═════ Available records
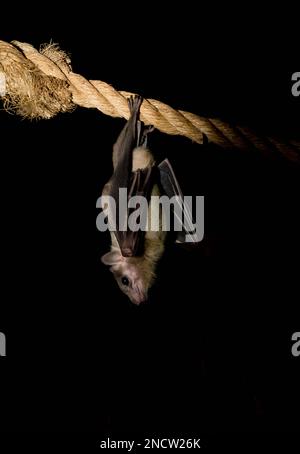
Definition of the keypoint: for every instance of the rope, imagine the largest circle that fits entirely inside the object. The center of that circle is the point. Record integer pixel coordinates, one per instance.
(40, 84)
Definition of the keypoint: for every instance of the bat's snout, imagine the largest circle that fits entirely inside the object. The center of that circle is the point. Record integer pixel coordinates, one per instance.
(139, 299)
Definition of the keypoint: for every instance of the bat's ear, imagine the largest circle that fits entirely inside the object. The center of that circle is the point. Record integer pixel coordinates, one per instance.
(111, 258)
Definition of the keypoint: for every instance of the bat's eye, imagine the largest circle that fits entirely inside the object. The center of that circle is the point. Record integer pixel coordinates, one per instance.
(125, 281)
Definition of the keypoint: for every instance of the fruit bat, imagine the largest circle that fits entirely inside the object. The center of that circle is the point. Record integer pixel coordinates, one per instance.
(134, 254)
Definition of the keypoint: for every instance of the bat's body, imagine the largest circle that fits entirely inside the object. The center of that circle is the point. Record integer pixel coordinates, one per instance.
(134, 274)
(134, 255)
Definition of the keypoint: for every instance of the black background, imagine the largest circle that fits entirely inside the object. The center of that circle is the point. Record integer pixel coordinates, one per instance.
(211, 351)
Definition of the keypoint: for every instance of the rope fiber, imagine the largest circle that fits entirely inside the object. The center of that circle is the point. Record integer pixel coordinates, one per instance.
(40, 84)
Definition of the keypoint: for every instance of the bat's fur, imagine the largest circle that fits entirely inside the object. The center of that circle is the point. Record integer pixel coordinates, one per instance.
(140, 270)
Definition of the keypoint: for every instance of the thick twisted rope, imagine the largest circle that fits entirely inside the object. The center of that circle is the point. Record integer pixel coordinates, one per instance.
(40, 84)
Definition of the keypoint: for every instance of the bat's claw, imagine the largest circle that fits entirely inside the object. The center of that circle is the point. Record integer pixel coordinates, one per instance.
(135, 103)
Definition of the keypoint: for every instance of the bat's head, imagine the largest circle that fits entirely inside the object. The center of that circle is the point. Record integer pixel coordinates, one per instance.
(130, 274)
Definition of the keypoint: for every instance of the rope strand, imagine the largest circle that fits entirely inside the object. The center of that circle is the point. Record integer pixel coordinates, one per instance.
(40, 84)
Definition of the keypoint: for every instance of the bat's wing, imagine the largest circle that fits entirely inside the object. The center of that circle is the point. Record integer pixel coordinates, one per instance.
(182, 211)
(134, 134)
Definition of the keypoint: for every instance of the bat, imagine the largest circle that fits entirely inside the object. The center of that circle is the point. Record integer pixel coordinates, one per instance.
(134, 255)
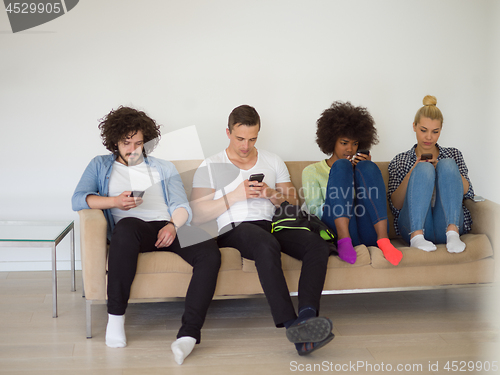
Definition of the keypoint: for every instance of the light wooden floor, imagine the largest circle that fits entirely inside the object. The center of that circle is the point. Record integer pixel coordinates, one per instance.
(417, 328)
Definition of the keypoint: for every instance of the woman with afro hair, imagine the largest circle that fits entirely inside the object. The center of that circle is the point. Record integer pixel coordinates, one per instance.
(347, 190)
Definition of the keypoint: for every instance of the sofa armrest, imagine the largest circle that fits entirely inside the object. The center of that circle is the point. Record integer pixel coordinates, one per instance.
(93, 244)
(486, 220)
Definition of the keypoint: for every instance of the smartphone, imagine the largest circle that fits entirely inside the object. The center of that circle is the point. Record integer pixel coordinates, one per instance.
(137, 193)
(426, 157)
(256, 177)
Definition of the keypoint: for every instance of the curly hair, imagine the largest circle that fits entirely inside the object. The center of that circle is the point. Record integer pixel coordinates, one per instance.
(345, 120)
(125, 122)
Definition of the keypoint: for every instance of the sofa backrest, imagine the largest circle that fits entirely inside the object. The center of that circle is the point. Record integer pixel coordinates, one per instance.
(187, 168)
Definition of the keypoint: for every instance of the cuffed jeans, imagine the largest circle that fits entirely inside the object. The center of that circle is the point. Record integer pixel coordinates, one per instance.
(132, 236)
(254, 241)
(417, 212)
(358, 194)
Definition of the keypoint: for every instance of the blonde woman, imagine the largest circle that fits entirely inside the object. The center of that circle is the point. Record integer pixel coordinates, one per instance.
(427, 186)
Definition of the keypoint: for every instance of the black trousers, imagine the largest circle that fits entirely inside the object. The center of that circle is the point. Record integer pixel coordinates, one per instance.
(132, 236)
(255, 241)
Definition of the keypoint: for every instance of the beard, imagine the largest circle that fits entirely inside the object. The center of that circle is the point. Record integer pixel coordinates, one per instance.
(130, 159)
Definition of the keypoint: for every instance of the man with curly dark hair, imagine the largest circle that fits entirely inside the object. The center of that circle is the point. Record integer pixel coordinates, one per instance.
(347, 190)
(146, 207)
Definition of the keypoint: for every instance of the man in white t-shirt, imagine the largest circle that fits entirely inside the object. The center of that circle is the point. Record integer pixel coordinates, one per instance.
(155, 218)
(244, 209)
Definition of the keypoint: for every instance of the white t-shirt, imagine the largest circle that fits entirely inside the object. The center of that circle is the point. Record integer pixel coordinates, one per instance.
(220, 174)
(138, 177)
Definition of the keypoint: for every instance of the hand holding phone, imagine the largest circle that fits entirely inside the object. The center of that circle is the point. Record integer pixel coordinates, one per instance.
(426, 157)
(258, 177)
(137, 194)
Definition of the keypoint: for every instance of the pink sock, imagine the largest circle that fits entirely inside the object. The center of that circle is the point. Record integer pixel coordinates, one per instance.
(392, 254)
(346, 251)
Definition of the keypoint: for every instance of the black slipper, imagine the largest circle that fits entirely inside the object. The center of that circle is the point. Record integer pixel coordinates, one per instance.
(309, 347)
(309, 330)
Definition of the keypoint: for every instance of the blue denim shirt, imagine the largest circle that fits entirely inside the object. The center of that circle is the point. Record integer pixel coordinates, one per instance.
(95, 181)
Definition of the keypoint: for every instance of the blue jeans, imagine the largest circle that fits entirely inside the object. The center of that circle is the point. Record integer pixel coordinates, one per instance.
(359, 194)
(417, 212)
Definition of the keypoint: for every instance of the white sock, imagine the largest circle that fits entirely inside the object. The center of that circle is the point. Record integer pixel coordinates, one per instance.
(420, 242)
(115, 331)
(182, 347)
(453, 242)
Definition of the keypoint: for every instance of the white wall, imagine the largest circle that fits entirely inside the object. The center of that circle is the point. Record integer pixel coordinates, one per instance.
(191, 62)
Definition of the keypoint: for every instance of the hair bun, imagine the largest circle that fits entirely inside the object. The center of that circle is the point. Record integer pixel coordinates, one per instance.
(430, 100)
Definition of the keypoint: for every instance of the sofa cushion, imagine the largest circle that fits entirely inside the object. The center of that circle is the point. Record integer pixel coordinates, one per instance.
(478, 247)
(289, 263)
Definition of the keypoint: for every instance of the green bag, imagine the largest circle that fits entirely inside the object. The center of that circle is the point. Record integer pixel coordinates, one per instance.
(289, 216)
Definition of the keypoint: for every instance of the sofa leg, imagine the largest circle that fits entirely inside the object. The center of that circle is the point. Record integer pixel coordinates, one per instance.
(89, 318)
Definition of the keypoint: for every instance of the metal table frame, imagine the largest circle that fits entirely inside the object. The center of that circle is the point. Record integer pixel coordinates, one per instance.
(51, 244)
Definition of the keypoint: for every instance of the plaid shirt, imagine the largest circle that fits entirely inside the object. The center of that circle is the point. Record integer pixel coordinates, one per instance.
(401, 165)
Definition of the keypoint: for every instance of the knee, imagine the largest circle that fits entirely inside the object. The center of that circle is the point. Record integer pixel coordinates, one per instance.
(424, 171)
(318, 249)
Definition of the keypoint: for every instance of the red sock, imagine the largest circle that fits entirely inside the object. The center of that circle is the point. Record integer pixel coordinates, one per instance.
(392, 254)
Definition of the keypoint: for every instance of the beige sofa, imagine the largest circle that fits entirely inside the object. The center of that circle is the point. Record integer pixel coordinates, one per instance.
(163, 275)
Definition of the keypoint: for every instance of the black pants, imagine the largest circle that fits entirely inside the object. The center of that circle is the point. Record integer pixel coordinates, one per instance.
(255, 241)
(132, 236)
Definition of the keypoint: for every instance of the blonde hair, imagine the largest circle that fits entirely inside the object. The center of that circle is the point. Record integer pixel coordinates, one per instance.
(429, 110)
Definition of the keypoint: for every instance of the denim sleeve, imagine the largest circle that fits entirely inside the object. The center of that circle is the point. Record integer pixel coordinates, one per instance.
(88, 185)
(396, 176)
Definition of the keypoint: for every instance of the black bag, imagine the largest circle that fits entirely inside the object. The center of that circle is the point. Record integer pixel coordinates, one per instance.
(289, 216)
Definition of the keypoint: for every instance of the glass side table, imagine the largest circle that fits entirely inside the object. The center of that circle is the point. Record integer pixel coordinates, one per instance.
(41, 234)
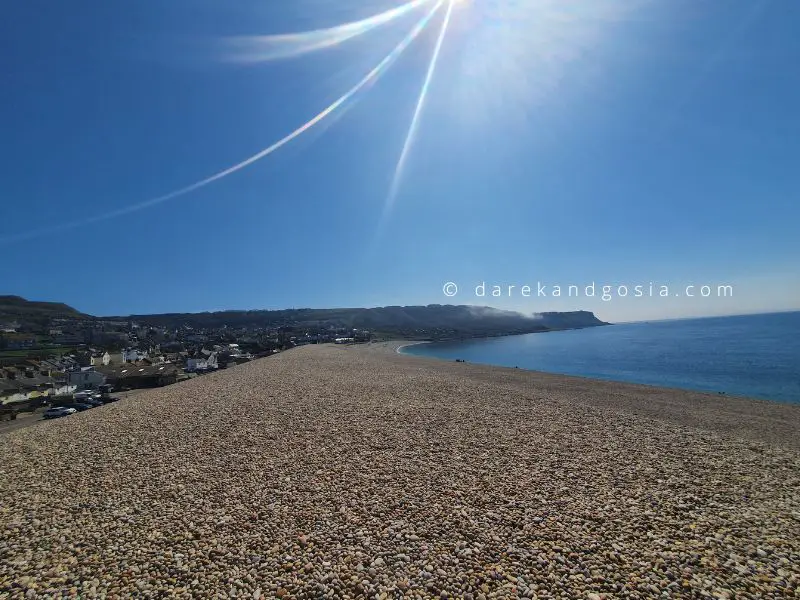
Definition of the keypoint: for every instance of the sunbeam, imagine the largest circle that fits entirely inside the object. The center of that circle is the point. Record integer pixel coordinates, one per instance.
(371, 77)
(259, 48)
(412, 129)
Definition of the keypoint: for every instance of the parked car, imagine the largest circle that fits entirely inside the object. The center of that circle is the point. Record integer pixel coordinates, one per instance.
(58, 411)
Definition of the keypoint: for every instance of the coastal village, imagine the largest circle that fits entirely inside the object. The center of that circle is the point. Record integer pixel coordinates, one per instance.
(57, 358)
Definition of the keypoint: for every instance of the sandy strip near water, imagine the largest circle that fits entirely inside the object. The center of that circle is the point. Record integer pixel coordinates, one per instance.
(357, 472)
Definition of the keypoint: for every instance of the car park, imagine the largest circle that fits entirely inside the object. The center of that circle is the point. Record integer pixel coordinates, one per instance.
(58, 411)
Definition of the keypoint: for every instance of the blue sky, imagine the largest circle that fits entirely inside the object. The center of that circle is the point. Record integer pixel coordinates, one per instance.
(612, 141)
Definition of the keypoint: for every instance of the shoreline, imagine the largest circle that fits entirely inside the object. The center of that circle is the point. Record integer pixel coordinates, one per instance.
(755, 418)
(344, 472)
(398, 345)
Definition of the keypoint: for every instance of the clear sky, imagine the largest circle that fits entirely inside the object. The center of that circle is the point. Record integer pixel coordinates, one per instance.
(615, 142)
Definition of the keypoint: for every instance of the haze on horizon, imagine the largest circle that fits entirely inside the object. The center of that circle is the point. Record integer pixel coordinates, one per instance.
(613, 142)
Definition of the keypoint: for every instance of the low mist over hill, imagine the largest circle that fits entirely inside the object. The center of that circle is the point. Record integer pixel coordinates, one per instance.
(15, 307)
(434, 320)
══════════
Repeat exactly the lines from the one containing "Definition of the keypoint: for every instance of the parked" through the last line of the records above, both included, and nothing else.

Definition of the keypoint: for every instance of the parked car, imagine the largest circle that fits entirely inside the object. The center of that circle is the point. Record integer pixel coordinates, one per instance.
(58, 411)
Definition of the keypoint: for every instance of the coastal village, imagine the largest circle that fits entirely inside the object. The center of that circle is the point. Record integer pixel coordinates, one per instance.
(57, 358)
Definition of the keypoint: for every instance of the sandy strip near water, imagine the largest circle that fits entirely inside the object. The center of that circle is the point. Record integer pixel coordinates, one per instance.
(357, 472)
Definition of the keypoint: for every instance of the car park, imagine the largest circle that fits entirely inside the object. The center of that circle is the point. Record integer pixel coordinates, one per instance.
(58, 411)
Definition of the keypoint: for every instance of the blue sky, imagine the largest circle that fits entirely inside the object. The center of that circle is the point. Record integer pixel coordinates, one per instance.
(612, 141)
Definition of the keypoint: for every instance of the shoreline, imagine the largest circle that fits entirely inside the object. The center of that circle is the point. Record integer pixel coordinates, one per instance.
(755, 418)
(344, 472)
(398, 345)
Definition of the keypoint: for every instance of the clear sky, imagine the largest circle that fits entirely inside the object. The center of that circle is the point. Record integer pixel coordinates, one per instance.
(615, 142)
Definition of the keypoint: for every instance of the haze on horizon, imagine the largest circle that fits entirely inside the object. The center of that circle is the point. Record integer pixel coordinates, one per instance.
(613, 142)
Definition of the keypoint: for every instance of the low mist over hill, imagine the largest circle that fits entirely inside the object. The center of that circle is the point. Record integer pixel coordinates, one per instance.
(15, 307)
(434, 320)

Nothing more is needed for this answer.